- [Exercise objective]
In the news item about Sainsbury's closing its counters, how many staff members did the trade union Unite say the counter closures would affect?

- [Page extract]

▽

Sainsbury’s is to permanently shut its in-store meat, fish and deli counters due to “reduced consumer demand”.
The retailer said the move would make stores simpler to run and reduce food waste. The counters have been shut since the start of the coronavirus crisis in March, but Sainsbury’s confirmed this morning they would not be reopening.
Trade union Unite said 500 staff members would be affected by the counter closures. The move echoes that of Tesco, which announced in January 2019 that it was shutting down counters in 100 large stores.
Sainsbury’s also confirmed plans to close a further 420 Argos stores over the next three years as it continues to integrate the retailer into its supermarkets. Overall, 3,500 roles would be affected by the proposed restructuring, it said.
The news comes after The Grocer revealed yesterday that commercial director Paul Mills-Hicks was moving on in a shake-up of the Holborn-based retailer’s commercial team.
Mills-Hicks will step down from his current role in January after 17 years with the retailer, though he will support CEO Simon Roberts in an advisory capacity until next June.
The change is part of a restructure of the commercial team that sees director of fresh food Rhian Bartlett promoted to the new position of food commercial director; while director of business development Mike Luck becomes general merchandise and clothing commercial director, also a new position.
Today Sainsbury’s announced that retail sales at the group climbed 7.1%, excluding fuel, in the six months to 21 September, with like-for-like growth of 6.9% and grocery sales up 8.2%.
Digital sales at the group soared 117% to £5.8bn to make up almost 40% of total revenues, with online grocery sales jumping 102%.
Argos also reported strong numbers, with general merchandise sales up 7.4% in the period. However, GM sales in Sainsbury’s own supermarkets fell 8.2% in the half and clothing sales were also down 18.3%.
Overall statutory group sales actually fell 1.1% to £14.9bn compared with a year ago as fuel revenues plummeted 45% in the half.
Underlying pre-tax profits surged 27% to £301m, but after £290m of extra costs related to Covid-19 – which were mostly offset by business rates relief of £230m – and £438m of one-off costs related to Argos store closures and other changes, Sainsbury’s reported a pre-tax loss for the period of £137m.
After holding off from deciding on paying a dividend earlier in the year, the supermarket announced a special dividend payment of 7.3p a share along with an interim dividend of 3.2p.
Roberts, who took the helm from Mike Coupe earlier this year, said: “Covid-19 has accelerated a number of shifts in our industry. Investments over recent years in digital and technology have laid the foundations for us to flex and adapt quickly as customers needed to shop differently. Around 19% of our sales were digital this time last year and nearly 40% of our sales are digital today.
“While we are working hard to help feed the nation through the pandemic, we have also spent time thinking about how we deliver for our customers and our shareholders over the longer term.”
He also announced a strategy update for the group, which put food “back at the heart of Sainsbury’s”.
The business plans to lower food prices, triple new product launches, profitably grow online groceries to meet continuing demand and increase the rate of new convenience store openings over the next three years.

△

Extracted data entries:
▽

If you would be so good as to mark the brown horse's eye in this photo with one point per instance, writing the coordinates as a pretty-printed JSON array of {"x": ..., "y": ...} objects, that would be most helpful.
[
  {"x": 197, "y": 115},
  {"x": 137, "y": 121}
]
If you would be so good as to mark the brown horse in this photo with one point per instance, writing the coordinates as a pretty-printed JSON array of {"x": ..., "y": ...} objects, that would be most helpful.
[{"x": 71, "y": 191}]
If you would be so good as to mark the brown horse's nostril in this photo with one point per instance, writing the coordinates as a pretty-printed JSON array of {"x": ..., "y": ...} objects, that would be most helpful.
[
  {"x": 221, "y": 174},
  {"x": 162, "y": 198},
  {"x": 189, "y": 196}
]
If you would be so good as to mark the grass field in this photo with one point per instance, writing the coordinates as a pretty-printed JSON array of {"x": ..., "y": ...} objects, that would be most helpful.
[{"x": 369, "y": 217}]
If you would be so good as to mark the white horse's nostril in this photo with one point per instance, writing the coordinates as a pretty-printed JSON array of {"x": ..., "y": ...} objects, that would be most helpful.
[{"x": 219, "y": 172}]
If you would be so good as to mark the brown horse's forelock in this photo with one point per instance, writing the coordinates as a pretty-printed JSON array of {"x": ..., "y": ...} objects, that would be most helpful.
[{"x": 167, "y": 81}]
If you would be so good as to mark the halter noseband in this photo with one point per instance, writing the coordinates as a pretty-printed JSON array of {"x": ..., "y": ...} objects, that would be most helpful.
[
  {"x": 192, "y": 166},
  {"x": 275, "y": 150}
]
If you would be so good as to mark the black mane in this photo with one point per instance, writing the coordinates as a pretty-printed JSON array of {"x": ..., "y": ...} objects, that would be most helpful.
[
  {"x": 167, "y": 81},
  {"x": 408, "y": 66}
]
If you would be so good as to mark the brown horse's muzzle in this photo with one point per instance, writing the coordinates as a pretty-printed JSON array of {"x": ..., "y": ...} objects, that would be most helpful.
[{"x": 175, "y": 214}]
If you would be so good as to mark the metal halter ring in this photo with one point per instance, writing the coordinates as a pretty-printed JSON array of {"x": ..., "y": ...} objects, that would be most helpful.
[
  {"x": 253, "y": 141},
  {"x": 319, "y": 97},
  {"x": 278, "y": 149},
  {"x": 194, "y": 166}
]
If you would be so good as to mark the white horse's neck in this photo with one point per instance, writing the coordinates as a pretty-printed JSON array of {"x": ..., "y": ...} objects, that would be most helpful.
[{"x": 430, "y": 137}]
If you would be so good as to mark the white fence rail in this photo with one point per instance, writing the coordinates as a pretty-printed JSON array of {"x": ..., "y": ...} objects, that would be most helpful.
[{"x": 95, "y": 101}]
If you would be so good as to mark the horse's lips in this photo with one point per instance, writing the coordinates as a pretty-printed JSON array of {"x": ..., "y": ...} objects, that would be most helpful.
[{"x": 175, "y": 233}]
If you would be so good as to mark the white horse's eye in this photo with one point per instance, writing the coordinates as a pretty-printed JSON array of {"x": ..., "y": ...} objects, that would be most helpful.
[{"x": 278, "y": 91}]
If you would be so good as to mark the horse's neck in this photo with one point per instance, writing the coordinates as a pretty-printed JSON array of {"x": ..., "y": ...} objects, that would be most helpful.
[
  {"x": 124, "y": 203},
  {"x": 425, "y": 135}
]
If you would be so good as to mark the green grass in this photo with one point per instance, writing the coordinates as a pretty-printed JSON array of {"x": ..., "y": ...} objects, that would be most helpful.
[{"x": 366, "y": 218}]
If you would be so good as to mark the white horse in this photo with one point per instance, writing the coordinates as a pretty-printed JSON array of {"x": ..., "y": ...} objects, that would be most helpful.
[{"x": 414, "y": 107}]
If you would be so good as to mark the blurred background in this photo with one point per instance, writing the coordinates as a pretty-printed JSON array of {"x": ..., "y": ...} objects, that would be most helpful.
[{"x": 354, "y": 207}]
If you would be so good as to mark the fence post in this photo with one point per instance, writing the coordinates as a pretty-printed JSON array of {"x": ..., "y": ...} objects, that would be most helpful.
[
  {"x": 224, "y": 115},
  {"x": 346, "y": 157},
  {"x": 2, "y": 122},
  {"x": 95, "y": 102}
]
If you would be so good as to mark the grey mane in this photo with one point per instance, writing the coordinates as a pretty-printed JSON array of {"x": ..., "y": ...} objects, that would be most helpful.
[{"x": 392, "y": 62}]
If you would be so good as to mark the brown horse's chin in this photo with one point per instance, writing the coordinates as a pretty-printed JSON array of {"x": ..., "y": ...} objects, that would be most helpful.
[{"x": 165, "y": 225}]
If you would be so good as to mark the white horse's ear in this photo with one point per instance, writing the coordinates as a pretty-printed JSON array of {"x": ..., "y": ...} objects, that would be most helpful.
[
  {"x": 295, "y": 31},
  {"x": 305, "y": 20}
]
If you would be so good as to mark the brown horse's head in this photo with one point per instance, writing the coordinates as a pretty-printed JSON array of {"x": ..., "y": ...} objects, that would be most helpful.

△

- [The completed task]
500 staff members.